— YOUR INSTRUCTIONS —
Nothing but the records, repeated word for word and free of pictures, belongs in the answer.

Stored dataset items
#####
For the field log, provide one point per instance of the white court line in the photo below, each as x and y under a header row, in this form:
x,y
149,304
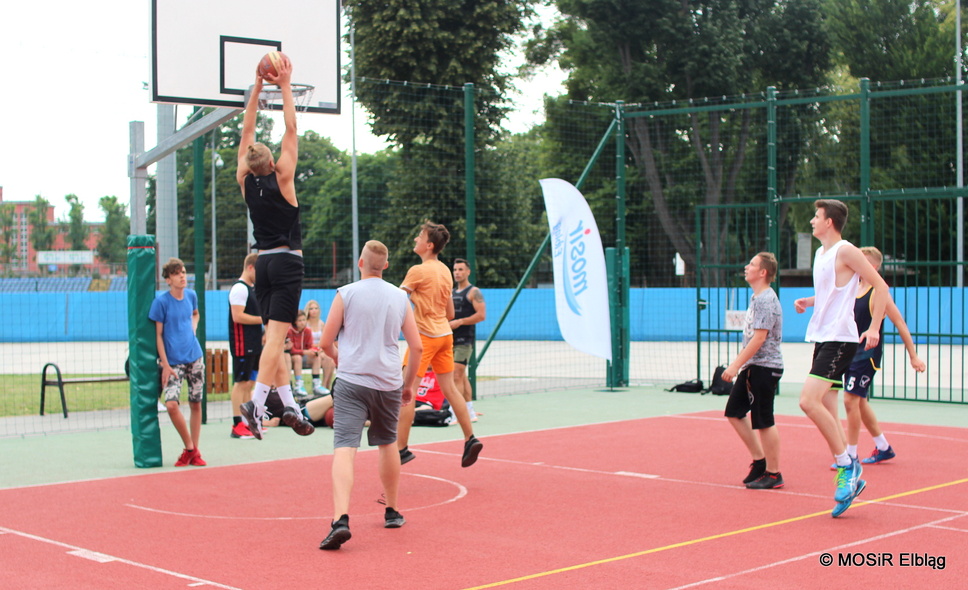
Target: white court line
x,y
932,524
810,425
461,492
684,481
104,558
#####
— TASK ANSWER —
For the field log, provide one point per instance of the white court line in the photo below, each as x and y under a header row, in this form:
x,y
149,304
Target: white court line
x,y
932,524
810,425
461,492
684,481
104,558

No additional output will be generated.